The text below concerns Mozart's Sonata in C major for piano four-hands, K. 521. List every movement of the sonata that it names.

>> Begin Extract to read

The Sonata in C major for piano four-hands, K. 521, is a piano sonata in three movements composed by Wolfgang Amadeus Mozart in 1787. It was his last complete piano duet sonata for one piano, four hands. This sonata consists of three movements: Allegro, Andante and Allegretto.

Dedication and context

In Mozart's thematic catalog, the piece was dated May 29, 1787. On that same day, he also received word of his father's death. Mozart then shared the sad news with his close friend Gottfried von Jacquin, a Viennese court official and amateur musician, and subsequently dedicated the piece to Gottfried's sister, Franziska von Jacquin. In Mozart's letter to Gottfried, he noted that the piece is "rather difficult" and therefore instructed Franziska to "tackle it at once".

>> End Extract to read
>> Begin Dataset entries

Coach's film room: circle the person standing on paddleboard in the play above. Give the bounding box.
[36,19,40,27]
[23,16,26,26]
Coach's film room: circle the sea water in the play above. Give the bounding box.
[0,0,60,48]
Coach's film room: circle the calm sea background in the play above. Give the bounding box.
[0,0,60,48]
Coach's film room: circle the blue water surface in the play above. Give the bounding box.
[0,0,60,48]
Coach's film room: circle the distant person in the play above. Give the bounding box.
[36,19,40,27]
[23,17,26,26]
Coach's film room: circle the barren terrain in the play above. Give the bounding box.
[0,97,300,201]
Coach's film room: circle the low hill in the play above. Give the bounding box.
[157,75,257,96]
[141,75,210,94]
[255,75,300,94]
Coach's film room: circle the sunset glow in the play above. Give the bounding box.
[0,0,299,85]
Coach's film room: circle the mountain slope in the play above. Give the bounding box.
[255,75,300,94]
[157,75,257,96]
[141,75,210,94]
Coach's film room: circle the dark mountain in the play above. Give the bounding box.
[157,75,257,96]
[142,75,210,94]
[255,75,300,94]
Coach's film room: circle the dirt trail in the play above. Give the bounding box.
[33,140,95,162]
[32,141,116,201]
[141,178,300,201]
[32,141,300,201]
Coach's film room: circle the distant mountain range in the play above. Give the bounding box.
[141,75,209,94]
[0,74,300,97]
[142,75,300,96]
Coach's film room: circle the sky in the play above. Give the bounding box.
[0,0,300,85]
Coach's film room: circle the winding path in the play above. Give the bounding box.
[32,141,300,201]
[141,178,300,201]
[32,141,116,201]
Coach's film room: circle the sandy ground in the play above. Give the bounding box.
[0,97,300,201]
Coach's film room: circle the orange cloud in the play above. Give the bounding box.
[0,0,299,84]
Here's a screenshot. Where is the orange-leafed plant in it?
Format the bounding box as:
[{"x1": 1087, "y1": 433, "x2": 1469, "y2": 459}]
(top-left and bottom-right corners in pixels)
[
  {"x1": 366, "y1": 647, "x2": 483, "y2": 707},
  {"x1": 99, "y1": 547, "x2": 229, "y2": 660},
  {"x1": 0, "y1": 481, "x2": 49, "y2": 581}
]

>> End Dataset entries

* [Written response]
Allegro
Andante
Allegretto